╭─ RECORDS SUPPLIED
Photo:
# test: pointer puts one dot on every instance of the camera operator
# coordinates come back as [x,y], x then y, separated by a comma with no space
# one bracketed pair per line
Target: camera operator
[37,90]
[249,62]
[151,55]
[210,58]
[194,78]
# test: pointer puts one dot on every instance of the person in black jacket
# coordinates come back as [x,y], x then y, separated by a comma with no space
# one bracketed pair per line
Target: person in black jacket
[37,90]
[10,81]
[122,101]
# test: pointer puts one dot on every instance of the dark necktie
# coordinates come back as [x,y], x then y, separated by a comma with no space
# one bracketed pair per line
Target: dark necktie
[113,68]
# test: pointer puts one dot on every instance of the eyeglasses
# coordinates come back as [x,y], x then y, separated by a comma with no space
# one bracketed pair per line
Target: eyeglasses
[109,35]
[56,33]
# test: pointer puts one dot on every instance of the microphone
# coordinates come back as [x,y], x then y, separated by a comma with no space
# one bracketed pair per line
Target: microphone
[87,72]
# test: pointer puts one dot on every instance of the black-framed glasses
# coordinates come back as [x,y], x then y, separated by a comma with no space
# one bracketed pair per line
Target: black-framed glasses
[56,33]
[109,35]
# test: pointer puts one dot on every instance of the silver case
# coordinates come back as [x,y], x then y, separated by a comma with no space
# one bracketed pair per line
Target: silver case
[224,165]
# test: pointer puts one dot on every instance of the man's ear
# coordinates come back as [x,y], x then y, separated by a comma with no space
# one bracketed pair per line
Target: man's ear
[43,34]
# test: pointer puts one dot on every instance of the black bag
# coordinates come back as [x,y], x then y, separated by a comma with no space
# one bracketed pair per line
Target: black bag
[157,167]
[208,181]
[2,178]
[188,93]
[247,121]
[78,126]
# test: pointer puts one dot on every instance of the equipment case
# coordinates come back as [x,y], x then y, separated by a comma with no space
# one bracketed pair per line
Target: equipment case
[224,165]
╰─
■ **EXERCISE DIRECTIONS**
Repeat the material above exactly, including every line.

■ **RESPONSE TO THE TASK**
Photo:
# test: pointer puts one dot on every instance of the camera operator
# coordinates come back as [x,y], x then y, separated by a comma with no space
# one bracketed pair per line
Target: camera operator
[37,90]
[249,62]
[151,55]
[210,58]
[194,78]
# test: pointer puts one dot on every instance of the person in black jacket
# coordinates come back as [x,y], x then y, separated by a comma with no space
# one bracketed pair per line
Target: person in black jacket
[37,90]
[10,81]
[122,101]
# test: pointer puts one dot on every instance of the dark necktie
# coordinates come back as [x,y], x then y, separated by a comma with no space
# one bracketed pair per line
Target: dark necktie
[113,68]
# test: pointer puts one dot on every instance of the eyeglasses
# coordinates come back as [x,y], x then y, separated by a comma with no space
# one bracketed pair per line
Target: eyeglasses
[109,35]
[56,33]
# test: pointer puts one dot on every instance of the microphone
# coordinates come back as [x,y], x then y, separated by a comma with no space
# one bracketed pair per line
Target: microphone
[87,72]
# test: pointer puts one dot on every instance of the black-framed glasses
# coordinates come back as [x,y], x then y, separated by a comma with no space
# one bracketed pair per line
Target: black-framed glasses
[56,33]
[109,35]
# test: pointer puts one dot on every instance of the silver case
# coordinates come back as [x,y], x then y, separated by a comma with no space
# one bracketed pair per line
Target: silver case
[224,165]
# test: pointer puts one dot on every instance of the man's ear
# coordinates come back as [x,y], x then y, separated by a comma with no space
# one bracketed pair per line
Target: man's ear
[43,34]
# test: pointer puts one dot on every instance of the black bag
# coordinates come back as [x,y], x then y, separated by a comma with no space
# one bracketed pair per line
Target: black bag
[157,167]
[208,181]
[2,178]
[188,93]
[247,121]
[78,126]
# test: pointer puts one dot on every instance of the equipment case
# coordinates come back as [x,y], x then y, separated by a comma with no space
# one bracketed pair per line
Target: equipment case
[224,165]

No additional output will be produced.